> [Problem details]: Copy the material again from the line containing "target | tree branch" through the last line, swapping "turtle" for "tortoise" and leaving everything else unchanged.

> [Exercise materials]:
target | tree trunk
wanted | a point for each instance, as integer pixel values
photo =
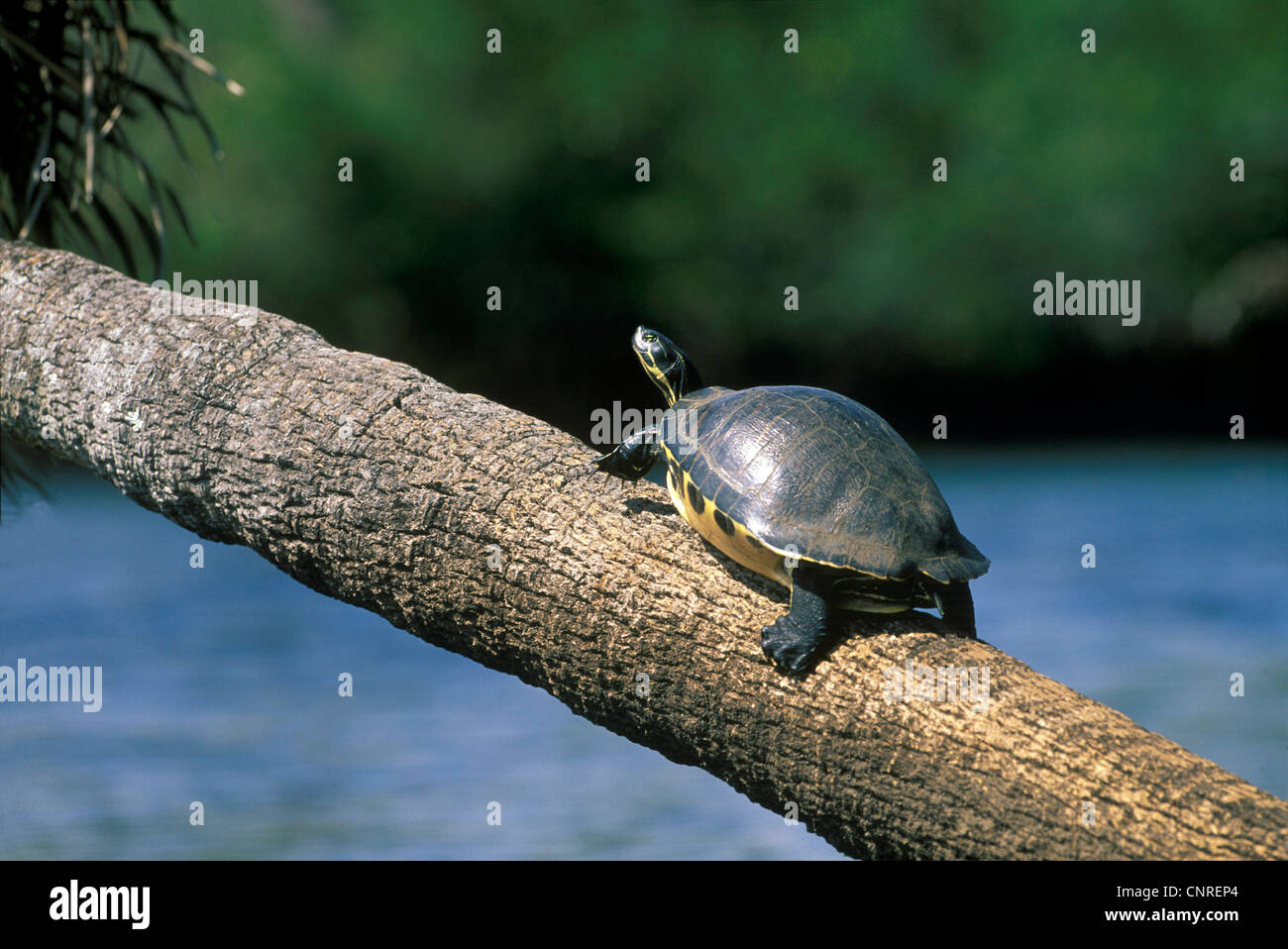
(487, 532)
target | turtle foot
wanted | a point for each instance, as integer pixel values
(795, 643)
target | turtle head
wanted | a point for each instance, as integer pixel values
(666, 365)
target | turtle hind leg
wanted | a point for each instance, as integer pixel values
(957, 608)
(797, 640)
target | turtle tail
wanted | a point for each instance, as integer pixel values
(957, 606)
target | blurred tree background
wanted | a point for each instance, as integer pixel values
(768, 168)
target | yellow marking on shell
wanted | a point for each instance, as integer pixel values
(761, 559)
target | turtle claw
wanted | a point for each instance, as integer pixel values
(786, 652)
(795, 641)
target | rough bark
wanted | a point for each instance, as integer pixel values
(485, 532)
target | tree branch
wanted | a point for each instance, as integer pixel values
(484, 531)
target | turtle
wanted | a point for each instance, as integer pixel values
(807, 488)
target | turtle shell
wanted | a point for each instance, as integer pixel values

> [Right answer]:
target | tree branch
wanted | a point for each instance, as integer pixel values
(484, 531)
target | tortoise
wanted | a point for each instance, as integer pixel values
(807, 488)
target | tortoise shell
wanted | a point for each instance, as integer pixel values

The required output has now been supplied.